TASK DIRECTIONS
An exact copy of the lines from the start of the material below through the line containing "task | for every instance of the lamp" is the required answer, and it includes no pictures.

MATERIAL FOR THE TASK
..........

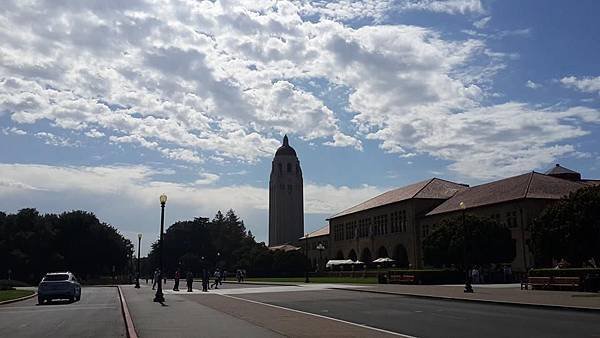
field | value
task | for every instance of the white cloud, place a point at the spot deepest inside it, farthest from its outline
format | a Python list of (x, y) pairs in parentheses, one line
[(13, 130), (445, 6), (207, 178), (127, 196), (55, 140), (482, 23), (195, 80), (584, 84), (532, 85)]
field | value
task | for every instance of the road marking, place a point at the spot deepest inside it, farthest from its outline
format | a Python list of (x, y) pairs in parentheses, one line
[(321, 316), (262, 289)]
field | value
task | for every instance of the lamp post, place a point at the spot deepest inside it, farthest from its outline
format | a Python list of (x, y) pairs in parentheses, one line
[(468, 287), (306, 280), (320, 247), (159, 297), (137, 278)]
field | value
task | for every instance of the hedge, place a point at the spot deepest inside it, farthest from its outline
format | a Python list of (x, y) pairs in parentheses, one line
[(574, 272), (433, 276)]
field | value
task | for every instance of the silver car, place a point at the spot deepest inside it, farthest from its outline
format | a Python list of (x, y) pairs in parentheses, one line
[(59, 285)]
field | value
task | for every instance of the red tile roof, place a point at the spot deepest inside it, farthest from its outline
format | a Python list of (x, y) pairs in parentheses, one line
[(434, 188), (530, 185), (321, 232)]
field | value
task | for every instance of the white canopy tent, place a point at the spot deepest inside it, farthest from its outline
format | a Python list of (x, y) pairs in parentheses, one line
[(336, 262), (383, 260)]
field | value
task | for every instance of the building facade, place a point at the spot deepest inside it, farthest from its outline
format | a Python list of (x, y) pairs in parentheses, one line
[(395, 223), (286, 201)]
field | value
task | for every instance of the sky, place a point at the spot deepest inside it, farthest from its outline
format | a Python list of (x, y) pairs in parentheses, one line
[(106, 104)]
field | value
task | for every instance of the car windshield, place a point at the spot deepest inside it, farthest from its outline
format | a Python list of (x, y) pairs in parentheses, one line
[(54, 278)]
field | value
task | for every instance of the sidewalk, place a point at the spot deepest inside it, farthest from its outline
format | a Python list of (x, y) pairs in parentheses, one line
[(500, 294), (182, 317)]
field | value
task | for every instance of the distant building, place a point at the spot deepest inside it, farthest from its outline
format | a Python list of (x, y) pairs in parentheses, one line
[(395, 223), (286, 204)]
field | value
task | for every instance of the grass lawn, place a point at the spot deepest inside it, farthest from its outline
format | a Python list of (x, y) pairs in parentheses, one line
[(13, 294), (342, 280)]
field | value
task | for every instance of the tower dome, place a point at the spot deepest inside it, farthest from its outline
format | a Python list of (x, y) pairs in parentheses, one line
[(286, 203), (285, 148)]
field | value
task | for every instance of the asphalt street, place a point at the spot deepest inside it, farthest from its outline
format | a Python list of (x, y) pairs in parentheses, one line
[(97, 314), (435, 318)]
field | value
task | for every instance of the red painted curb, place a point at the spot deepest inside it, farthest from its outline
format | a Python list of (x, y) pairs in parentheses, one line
[(127, 316), (18, 299)]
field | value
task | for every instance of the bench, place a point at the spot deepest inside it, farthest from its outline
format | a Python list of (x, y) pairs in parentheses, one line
[(568, 282), (548, 282), (534, 282), (401, 279)]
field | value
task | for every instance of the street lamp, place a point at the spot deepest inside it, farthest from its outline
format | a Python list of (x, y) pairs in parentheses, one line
[(320, 247), (137, 278), (468, 287), (307, 259), (159, 297)]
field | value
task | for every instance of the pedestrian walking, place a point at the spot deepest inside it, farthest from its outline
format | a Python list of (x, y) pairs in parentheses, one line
[(189, 279), (176, 286), (217, 279), (204, 280), (155, 279)]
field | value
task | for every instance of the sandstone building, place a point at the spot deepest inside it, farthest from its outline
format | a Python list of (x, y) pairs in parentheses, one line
[(395, 223), (286, 204)]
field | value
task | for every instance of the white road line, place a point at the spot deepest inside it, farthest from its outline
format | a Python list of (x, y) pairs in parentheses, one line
[(324, 317)]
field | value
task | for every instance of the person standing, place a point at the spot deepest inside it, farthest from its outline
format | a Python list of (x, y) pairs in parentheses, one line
[(177, 276), (204, 280), (217, 278), (155, 279), (189, 280)]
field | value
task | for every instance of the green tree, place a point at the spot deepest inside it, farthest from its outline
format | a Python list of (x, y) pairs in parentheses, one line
[(487, 242), (569, 229)]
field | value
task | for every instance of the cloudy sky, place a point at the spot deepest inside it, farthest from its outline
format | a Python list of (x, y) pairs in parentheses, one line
[(106, 104)]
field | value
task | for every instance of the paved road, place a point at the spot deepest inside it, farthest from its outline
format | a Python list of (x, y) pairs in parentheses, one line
[(435, 318), (97, 314)]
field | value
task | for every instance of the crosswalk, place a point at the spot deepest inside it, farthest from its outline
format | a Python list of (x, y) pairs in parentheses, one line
[(260, 289)]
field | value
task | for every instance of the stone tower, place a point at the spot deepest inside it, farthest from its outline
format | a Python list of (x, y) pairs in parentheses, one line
[(286, 205)]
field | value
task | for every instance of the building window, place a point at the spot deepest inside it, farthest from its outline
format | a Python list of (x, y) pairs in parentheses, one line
[(511, 219), (338, 232)]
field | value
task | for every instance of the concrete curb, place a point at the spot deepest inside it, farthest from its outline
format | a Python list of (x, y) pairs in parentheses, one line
[(484, 301), (264, 283), (18, 299), (127, 316)]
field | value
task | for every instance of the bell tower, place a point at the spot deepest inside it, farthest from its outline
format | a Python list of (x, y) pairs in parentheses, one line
[(286, 204)]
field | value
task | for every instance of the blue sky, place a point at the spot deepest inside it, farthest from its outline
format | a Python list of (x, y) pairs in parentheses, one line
[(105, 105)]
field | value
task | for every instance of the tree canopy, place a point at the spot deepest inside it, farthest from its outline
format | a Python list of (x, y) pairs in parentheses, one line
[(221, 242), (569, 229), (32, 244), (487, 242)]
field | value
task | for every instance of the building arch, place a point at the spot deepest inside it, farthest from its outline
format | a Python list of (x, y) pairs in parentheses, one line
[(352, 255), (382, 252), (400, 256), (366, 256)]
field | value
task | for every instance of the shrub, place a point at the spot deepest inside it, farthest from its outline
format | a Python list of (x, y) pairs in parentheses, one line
[(433, 276)]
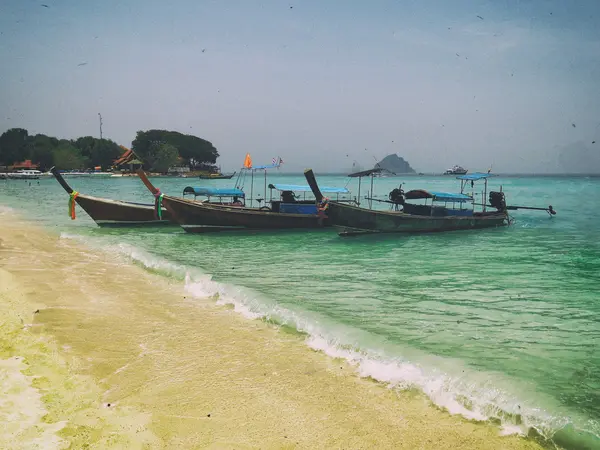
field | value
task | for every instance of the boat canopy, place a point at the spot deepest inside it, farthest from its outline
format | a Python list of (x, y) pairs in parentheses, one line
[(437, 196), (269, 166), (303, 188), (474, 176), (366, 173), (212, 192)]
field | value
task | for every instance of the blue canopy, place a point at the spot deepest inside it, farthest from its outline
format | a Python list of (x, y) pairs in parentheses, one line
[(303, 188), (437, 196), (213, 192), (450, 197), (474, 176), (269, 166)]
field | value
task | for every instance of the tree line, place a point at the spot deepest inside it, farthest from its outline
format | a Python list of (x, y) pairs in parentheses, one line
[(157, 150)]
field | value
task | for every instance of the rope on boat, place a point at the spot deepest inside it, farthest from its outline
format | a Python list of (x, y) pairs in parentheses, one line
[(158, 204), (72, 197)]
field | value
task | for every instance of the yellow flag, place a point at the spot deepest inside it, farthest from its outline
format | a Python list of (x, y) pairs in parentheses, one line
[(248, 161)]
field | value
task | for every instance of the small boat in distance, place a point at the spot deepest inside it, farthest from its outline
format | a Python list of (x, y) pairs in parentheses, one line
[(26, 174), (456, 170), (217, 176), (113, 213)]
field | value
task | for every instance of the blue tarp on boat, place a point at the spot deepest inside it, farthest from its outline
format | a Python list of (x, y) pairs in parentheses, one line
[(303, 188), (450, 197), (297, 208), (437, 196), (270, 166), (474, 176), (213, 192)]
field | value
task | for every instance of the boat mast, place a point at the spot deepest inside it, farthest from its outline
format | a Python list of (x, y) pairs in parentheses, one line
[(371, 194), (251, 185)]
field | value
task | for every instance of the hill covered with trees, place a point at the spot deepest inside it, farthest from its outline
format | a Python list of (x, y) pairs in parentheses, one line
[(157, 149)]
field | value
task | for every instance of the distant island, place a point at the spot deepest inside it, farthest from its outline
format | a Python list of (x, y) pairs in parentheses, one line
[(395, 164)]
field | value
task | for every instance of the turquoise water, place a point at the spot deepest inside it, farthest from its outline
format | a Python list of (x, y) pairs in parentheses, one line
[(501, 323)]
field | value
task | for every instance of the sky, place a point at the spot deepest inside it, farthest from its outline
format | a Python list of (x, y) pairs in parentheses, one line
[(514, 85)]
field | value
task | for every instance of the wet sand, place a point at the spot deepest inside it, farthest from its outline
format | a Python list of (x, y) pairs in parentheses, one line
[(178, 372)]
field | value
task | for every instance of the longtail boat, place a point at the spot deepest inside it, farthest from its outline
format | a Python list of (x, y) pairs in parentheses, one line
[(288, 212), (217, 176), (113, 213), (446, 211)]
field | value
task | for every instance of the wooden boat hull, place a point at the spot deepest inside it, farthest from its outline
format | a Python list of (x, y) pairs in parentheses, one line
[(114, 213), (356, 220), (218, 177), (197, 217)]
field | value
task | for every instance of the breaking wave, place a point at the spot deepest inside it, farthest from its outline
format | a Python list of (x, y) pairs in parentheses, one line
[(474, 395)]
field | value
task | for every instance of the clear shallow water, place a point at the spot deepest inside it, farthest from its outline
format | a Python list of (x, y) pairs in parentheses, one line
[(499, 323)]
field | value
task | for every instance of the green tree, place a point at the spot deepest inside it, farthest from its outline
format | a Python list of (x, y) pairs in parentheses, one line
[(41, 150), (163, 156), (100, 152), (13, 146), (192, 149), (68, 157)]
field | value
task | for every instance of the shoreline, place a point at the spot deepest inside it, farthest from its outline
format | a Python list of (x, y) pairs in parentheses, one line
[(165, 363)]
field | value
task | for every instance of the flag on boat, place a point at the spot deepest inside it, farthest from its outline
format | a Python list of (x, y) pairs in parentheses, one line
[(248, 161)]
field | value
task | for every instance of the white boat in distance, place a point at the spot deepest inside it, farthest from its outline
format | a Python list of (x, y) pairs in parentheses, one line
[(25, 174)]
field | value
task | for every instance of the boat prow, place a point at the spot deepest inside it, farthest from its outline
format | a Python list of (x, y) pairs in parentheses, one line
[(112, 213)]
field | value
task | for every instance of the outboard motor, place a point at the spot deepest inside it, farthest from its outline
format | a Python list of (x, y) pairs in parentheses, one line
[(497, 200), (288, 197)]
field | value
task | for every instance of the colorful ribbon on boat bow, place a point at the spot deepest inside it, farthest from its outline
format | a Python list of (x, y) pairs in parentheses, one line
[(72, 198), (158, 204)]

..........

RESULT OF THE EXERCISE
field | value
task | for every instance of the white cloud, place a point at the spot deepest inside it, farthest from its outline
format | a Python list of (x, y) pairs in parentheses, one line
[(13, 130), (445, 6), (207, 178), (127, 196), (55, 140), (482, 23), (195, 80), (584, 84), (532, 85)]
field | value
task | for every instance of the road marking, place a point at the spot deepest inside it, farthest from its outline
format | a Python list of (x, y) pairs in parentheses, one line
[(321, 316), (262, 289)]
field | value
task | for every instance of the lamp post, place a point at the spot deepest inside it, farthest from its outline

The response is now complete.